ZADANIE DO WYKONANIA 1 → Skróć akapit relacji żużlowej zaczynający się od słów „Przed meczem faworyt był jeden”, zachowując jego najważniejsze fakty.
ZADANIE DO WYKONANIA 2 → Jakim wynikiem zakończył się opisany w relacji żużlowej mecz Abramczyk Polonii Bydgoszcz ze Zdunek Wybrzeżem Gdańsk?

PODANY TEKST →

▼▼▼

Żużlowy weekend dobiegł końca, po sobotnich emocjach przyszedł czas na niedzielne ściganie! Zapraszamy na podsumowanie w Twoim Portalu Żużlowym.
Abramczyk Polonia Bydgoszcz – Zdunek Wybrzeże Gdańsk 52:38
Przed meczem faworyt był jeden – Abramczyk Polonia, nie zawiedli oni swoich kibiców, choć momentami gdańszczanie potrafili ukąsić. Po pierwszej serii wiele osób mogło przecierać oczy ze zdumienia, gdy gdańszczanie potrafili nawet wygrać podwójnie i remisowali z kandydatem do awansu po 4 biegach. Później jednak gospodarze wyciągnęli wnioski, dokonali korekt w sprzęcie i sukcesywnie powiększali przewagę. Gości stać było jedynie na pojedyncze drużynowe zwycięstwa, ambicji nie można im było jednak odmówić. Gdańszczanie niestety pogubili się po dobrym początku, co wykorzystali żużlowcy Abramczyk Polonii, to drugi przegrany mecz drużyny znad morza.

▲▲▲

FRAGMENT DANYCH →
▼▼▼

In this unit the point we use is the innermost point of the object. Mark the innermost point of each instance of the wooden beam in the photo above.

▲▲▲

ODPOWIEDŹ 1 → Faworytem meczu była Abramczyk Polonia i nie zawiodła kibiców. Gdańszczanie dobrze zaczęli: w pierwszej serii wygrali nawet podwójnie i po 4 biegach był remis. Potem gospodarze poprawili sprzęt i stopniowo powiększali przewagę, a goście zdobywali już tylko pojedyncze drużynowe zwycięstwa. Dla drużyny znad morza to druga przegrana.

ODPOWIEDŹ 2 → 52:38 dla Abramczyk Polonii Bydgoszcz.